Items listed in a dataset:
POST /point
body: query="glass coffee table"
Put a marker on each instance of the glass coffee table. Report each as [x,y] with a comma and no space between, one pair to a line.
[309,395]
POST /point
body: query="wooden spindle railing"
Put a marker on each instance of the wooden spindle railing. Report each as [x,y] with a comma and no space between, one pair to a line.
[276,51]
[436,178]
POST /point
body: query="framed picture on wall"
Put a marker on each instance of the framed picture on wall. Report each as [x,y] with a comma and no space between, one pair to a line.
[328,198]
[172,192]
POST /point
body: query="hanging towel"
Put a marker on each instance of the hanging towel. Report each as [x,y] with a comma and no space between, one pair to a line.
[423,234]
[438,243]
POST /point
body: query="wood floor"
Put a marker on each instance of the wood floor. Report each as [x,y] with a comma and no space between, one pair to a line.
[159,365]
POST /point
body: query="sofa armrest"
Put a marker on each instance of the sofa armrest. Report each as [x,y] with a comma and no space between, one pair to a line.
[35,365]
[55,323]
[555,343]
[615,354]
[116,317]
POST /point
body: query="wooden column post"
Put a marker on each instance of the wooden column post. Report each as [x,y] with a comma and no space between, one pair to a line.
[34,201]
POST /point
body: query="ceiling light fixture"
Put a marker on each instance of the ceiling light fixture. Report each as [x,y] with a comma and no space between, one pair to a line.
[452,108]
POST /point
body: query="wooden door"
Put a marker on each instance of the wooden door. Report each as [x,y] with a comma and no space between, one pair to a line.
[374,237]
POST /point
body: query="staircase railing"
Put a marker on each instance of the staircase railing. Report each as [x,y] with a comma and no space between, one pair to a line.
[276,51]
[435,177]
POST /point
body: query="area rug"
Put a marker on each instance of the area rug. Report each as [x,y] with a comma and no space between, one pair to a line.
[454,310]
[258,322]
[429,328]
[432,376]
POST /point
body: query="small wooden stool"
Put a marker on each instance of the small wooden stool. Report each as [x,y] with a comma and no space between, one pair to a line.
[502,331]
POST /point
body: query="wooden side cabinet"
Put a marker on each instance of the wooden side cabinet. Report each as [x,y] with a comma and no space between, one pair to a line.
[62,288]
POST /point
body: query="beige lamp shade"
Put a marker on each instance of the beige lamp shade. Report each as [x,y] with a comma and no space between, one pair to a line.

» **TASK REQUIREMENTS**
Return every line exactly.

» **RESPONSE TO THIS TASK**
POST /point
body: query="glass coffee table"
Put a marker on each instance of the glass coffee table. Report each as [x,y] with a comma and no space between, one pair to a line.
[309,395]
POST /point
body: query="wooden spindle railing"
Put a marker on each instance of the wooden spindle railing. Report each as [x,y] with a comma and no space between, one pair to a line.
[276,51]
[436,178]
POST /point
body: query="framed picture on wall"
Put a marker on each instance of the framed picture on wall. Report each as [x,y] with a comma and no space between, one pair to a line.
[328,198]
[172,192]
POST /point
body: query="hanging towel"
Put a marker on each instance of the hanging towel. Report each as [x,y] with a comma and no space between, one pair to a line.
[423,234]
[438,243]
POST /point
body: query="wood floor"
Put a marker on each instance of the wood floor. Report each as [x,y] with a comma and no space between, one pair to a line.
[159,365]
POST /point
body: query="sofa armrest"
Put a marker on each instance of the sofa armrest. Report each as [x,y] with a comma and no space between, one pair to a line.
[35,365]
[55,323]
[555,343]
[615,354]
[116,317]
POST /point
body: query="wooden column post"
Put a marker on each instance of the wooden column post. Report each as [x,y] with a comma and no space between, one pair to a line.
[34,201]
POST /point
body: query="ceiling light fixture"
Put a marker on each instance of the ceiling light fixture. Report each as [x,y] with a comma and no space between, one pair to a line.
[452,108]
POST /point
body: query="wooden door"
Put a marker on each instance of the wooden door. Report each as [x,y] with a comma and no space between, one pair to a line.
[374,237]
POST /point
body: query="staircase railing"
Put a marker on each instance of the staircase railing. Report each as [x,y] with a comma and no space between, one pair to a line.
[276,51]
[435,177]
POST /point
body: query="area rug"
Put a marker on each instance of the area rug. Report each as [x,y] with a comma and no space between, one pair to a line.
[454,310]
[258,322]
[429,328]
[432,376]
POST /point
body: query="small wooden stool"
Put a marker on each instance of the small wooden stool. Report each as [x,y] with a comma and no space between, one pair to a line.
[502,331]
POST /point
body: query="wooden side cabinet"
Put a marker on each instance of the wooden side cabinet. Report each as [x,y] with a comma and no space between, one pair to a line.
[62,288]
POST /point
body: query="beige lamp shade"
Put a marker on each instance of the beige lamp shade. Report each as [x,y] with a comma and no space between, one pair to a line.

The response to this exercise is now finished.